(Data drawn from a collection)
** START **
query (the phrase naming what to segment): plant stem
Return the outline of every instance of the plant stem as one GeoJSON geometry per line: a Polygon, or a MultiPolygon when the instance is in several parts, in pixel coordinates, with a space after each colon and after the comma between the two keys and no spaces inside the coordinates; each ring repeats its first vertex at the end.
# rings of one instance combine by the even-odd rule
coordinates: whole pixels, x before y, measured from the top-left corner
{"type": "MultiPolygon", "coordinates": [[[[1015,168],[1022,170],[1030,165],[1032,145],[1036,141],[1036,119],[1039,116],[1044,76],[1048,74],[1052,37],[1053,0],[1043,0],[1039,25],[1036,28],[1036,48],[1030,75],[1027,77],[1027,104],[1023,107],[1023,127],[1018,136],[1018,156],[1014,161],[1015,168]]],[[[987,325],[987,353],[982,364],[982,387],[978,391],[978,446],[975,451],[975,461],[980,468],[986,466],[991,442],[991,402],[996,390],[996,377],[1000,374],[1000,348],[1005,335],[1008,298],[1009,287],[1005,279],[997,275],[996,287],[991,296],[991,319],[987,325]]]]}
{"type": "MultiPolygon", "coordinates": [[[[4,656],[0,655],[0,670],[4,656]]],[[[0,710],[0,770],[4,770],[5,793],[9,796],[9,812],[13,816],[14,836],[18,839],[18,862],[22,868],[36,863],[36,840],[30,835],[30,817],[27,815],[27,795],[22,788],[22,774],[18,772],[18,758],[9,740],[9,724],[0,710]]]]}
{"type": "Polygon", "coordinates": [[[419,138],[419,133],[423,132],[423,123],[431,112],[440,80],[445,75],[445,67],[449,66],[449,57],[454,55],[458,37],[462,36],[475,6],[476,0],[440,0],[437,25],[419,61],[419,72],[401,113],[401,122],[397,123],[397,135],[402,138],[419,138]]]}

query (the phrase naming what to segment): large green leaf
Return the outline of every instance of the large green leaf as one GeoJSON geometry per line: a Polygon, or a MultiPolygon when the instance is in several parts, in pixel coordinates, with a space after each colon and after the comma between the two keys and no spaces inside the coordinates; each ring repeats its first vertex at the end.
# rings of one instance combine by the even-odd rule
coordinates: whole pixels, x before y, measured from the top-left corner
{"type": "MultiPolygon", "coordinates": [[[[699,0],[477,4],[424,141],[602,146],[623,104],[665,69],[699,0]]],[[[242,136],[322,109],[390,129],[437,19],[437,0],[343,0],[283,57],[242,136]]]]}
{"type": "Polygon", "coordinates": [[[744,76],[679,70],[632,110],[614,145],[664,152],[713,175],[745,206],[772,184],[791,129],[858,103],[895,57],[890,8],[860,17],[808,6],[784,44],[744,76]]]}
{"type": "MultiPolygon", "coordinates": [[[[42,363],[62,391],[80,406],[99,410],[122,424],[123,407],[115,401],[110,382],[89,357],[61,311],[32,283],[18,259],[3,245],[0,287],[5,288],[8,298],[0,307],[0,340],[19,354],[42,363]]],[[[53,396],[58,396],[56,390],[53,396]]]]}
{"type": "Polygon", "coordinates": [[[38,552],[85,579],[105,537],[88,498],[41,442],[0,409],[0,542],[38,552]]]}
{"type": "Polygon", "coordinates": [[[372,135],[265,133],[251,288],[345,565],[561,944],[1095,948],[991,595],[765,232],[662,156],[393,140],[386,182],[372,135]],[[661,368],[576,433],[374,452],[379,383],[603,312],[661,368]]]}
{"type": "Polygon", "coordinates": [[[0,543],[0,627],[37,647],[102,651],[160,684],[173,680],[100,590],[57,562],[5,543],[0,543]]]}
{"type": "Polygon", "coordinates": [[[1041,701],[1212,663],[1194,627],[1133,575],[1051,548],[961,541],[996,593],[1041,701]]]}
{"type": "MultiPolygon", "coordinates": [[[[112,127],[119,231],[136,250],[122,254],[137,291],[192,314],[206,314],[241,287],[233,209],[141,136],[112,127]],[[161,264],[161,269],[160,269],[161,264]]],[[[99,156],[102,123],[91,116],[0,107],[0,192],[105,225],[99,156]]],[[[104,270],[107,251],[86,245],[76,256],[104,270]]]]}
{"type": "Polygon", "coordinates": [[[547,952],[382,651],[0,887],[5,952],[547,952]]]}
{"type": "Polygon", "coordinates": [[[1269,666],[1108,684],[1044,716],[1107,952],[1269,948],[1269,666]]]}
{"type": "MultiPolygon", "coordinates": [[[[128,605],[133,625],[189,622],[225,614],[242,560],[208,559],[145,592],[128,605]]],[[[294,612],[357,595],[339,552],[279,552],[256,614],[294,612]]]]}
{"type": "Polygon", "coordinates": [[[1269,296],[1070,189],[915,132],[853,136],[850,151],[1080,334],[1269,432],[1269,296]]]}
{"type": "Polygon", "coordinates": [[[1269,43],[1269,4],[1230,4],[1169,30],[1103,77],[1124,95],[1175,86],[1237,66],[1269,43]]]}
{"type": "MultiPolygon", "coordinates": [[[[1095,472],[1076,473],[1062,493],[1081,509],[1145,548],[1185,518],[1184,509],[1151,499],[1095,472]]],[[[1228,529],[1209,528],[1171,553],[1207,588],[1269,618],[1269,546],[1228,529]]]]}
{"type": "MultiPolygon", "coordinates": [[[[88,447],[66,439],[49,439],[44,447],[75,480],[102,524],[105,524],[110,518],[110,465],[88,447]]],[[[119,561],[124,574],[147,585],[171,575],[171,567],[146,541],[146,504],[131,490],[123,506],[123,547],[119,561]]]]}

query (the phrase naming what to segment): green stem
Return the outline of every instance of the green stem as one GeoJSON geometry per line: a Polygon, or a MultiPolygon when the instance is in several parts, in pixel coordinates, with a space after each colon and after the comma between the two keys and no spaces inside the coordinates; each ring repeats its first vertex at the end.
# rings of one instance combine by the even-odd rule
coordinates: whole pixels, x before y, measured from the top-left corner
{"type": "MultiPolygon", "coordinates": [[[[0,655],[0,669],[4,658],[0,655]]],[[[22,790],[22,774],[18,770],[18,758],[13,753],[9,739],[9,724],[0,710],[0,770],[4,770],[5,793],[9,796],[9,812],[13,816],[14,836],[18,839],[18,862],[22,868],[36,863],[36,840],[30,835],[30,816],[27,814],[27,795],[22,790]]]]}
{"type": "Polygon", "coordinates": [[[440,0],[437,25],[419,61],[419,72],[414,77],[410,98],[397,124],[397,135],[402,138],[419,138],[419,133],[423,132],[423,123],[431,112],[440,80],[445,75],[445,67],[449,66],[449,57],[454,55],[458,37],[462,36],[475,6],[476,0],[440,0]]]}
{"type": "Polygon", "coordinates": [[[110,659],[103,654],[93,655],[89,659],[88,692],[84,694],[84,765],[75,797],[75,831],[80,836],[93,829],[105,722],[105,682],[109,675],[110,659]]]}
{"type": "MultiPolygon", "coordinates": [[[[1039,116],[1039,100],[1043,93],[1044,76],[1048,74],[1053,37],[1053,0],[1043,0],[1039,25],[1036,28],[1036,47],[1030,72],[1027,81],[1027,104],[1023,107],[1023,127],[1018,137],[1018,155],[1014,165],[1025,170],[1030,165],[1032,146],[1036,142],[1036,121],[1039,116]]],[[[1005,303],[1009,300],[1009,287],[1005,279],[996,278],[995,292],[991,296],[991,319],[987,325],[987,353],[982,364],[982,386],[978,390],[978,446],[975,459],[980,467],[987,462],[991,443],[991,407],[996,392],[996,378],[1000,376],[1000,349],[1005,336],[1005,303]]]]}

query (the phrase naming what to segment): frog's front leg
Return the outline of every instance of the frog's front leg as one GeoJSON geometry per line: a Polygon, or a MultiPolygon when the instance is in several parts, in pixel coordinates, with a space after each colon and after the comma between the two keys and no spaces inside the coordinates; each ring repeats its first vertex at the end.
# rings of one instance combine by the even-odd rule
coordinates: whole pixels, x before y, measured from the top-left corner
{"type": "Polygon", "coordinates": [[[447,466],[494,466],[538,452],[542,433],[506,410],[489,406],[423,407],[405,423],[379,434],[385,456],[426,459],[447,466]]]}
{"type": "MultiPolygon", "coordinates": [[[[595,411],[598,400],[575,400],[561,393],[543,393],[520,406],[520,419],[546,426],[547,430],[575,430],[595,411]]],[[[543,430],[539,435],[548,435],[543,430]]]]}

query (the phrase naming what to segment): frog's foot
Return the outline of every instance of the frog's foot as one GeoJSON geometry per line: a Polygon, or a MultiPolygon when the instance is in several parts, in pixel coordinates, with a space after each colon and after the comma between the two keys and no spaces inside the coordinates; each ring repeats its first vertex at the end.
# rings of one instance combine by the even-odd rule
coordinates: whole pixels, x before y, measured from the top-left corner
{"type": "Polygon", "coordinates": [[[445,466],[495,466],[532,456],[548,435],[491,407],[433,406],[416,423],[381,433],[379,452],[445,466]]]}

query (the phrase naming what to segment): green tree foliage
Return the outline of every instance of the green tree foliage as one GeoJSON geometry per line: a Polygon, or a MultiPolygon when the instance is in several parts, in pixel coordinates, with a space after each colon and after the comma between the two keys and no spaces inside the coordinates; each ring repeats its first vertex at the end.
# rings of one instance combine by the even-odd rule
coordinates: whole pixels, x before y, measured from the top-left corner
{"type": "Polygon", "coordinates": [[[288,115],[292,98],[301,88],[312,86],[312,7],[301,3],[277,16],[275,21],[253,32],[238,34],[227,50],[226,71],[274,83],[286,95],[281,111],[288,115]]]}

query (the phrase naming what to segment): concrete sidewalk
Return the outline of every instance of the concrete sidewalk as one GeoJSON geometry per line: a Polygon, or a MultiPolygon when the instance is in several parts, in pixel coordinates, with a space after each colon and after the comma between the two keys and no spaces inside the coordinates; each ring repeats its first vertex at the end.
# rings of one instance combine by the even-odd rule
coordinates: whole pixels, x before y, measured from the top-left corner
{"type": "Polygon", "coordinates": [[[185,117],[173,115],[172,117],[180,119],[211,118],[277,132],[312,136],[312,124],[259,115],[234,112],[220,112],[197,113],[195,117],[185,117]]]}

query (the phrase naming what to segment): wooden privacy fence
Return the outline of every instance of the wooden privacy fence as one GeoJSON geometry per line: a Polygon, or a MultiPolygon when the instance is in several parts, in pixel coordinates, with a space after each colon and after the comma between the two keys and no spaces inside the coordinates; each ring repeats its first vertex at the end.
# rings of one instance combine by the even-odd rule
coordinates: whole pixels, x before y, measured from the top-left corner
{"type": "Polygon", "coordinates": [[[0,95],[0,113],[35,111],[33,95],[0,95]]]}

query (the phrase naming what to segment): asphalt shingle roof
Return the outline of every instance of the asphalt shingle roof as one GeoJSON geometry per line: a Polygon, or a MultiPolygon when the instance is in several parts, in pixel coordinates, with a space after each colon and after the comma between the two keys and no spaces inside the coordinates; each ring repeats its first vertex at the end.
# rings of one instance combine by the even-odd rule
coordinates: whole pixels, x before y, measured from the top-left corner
** END **
Rewrite the section of the listing that begins with the line containing "query (the phrase naming what to segment): concrete" and ends with the line containing "Return the outline of every instance of the concrete" as a Markdown table. Use a Row column for the row number and a Line column for the line, and leave out any blank lines.

REPLY »
| Row | Line |
|---|---|
| 1 | query (the phrase naming what to segment): concrete sidewalk |
| 2 | Return the outline of every instance of the concrete sidewalk as one GeoJSON geometry per line: a Polygon, or a MultiPolygon when the instance is in several parts, in pixel coordinates, with a space after each colon and after the comma between the two keys and no spaces inside the coordinates; each ring repeats its first vertex at the end. |